• _Request_: Tally the rows of the data below that contain the string "line", matching upper and lower case exactly. Reply with the number only.

[Bounding box annotation entries]
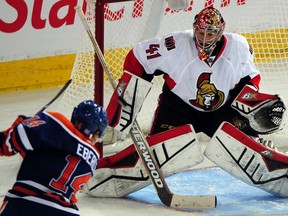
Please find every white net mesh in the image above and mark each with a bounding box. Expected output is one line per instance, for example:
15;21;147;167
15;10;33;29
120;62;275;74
59;0;288;139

• _Written response_: 1